### TEXT SHOWN
Another American hopeful, Laura Thweatt, dropped out after reaching 15-K in 53:31 (2:30:33 pace).

1984 Olympic champ Joan Samuelson, now 61, came up short in her bid to become the first 60+ woman to break 3:00 as she ran 3:12:13, well short of Bernadine Portenski’s age 60 world record of 3:01:30 and also short of the US 60+ record of 3:10:27 (Kathryn Martin).

Quik Take Analysis by LetsRun.com

Quick Take #1: A much deserved first major win for Kosgei

In our race preview, we noted that Kosgei was second in her last two majors (2017 Chicago, 2018 London), running 2:20 in both races and losing only when people ran 2:18 to beat her. That type of consistency was bound to result in a major win sooner or later but by running a negative-split 2:18 today she proved she may be able to win a major even when everyone else is on top of their game.

Kosgei, just 24, has now run 9 marathons and she has done amazingly well in 8 of them, finishing 1st or 2nd in all but one. Here is her marathon record before today.

brigid-kosgei-record

Quick Take: Crouch came in with the 10th best PB in the field but left with a 6th place showing

This was the 5th straight year that Crouch, 29, a former star at Western Washington, has run Chicago and today she matched her career best showing from 2014 by finishing 6th, running 7 seconds faster today than she did in 2014 to claim top American honors.

Crouch, who is sponsored by 361°, trains with her sisters in Flagstaff (two of the three have qualified for the Olympic Trials, but Crouch says she is hoping that all three will be running in Atlanta in 2020). She said that in Chicago, she was inspired by a quote that she has heard attributed to Julius Caesar: “If you want to take the island, burn your boats.” Essentially meaning: if you want to achieve something, put yourself in a situation where you have no other option but to succeed.

Records from a data source:

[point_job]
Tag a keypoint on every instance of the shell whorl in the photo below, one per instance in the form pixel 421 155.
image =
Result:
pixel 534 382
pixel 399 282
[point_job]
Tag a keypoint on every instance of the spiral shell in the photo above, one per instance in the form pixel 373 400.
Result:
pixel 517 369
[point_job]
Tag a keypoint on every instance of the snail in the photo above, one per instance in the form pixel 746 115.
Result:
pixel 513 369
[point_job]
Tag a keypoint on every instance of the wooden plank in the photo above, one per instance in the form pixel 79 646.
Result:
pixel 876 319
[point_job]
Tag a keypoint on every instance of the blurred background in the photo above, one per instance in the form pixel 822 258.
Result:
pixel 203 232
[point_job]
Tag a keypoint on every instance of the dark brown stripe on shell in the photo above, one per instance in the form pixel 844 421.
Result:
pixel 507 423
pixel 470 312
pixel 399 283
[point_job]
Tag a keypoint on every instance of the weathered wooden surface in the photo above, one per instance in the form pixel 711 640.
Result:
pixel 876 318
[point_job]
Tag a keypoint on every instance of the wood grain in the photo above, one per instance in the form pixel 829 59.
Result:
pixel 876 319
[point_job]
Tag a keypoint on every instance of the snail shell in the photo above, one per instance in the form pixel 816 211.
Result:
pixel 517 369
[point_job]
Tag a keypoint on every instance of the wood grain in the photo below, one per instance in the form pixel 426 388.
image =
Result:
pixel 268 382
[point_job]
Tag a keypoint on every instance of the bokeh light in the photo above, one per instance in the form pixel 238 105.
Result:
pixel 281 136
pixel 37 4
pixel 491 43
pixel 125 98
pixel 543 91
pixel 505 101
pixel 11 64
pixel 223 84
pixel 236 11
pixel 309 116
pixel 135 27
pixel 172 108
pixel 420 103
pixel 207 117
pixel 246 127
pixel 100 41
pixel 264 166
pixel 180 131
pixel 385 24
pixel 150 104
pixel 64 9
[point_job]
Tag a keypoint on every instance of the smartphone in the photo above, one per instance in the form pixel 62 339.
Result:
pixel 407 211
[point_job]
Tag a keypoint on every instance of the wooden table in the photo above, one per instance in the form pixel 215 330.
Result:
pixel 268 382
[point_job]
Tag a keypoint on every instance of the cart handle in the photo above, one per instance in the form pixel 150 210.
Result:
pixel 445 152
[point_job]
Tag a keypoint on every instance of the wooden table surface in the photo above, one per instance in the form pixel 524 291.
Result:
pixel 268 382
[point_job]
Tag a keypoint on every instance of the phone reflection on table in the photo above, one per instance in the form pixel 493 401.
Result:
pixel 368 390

### WRITTEN REQUEST A
Summarize the marathon report in two sentences.
### WRITTEN REQUEST B
Show every line of the rows that contains the word "snail".
The text and the rows come from separate, unrelated sources.

### TASK SOLUTION A
Kosgei earned her first major win by running a negative-split 2:18, after finishing second in her previous two majors and placing 1st or 2nd in all but one of her nine marathons. Crouch finished sixth in her fifth straight Chicago to claim top American honors, while Samuelson, now 61, ran 3:12:13 and fell short in her bid to break 3:00.

### TASK SOLUTION B
Tag a keypoint on every instance of the snail in the photo above, one per instance in the form pixel 746 115.
Tag a keypoint on every instance of the snail shell in the photo above, one per instance in the form pixel 816 211.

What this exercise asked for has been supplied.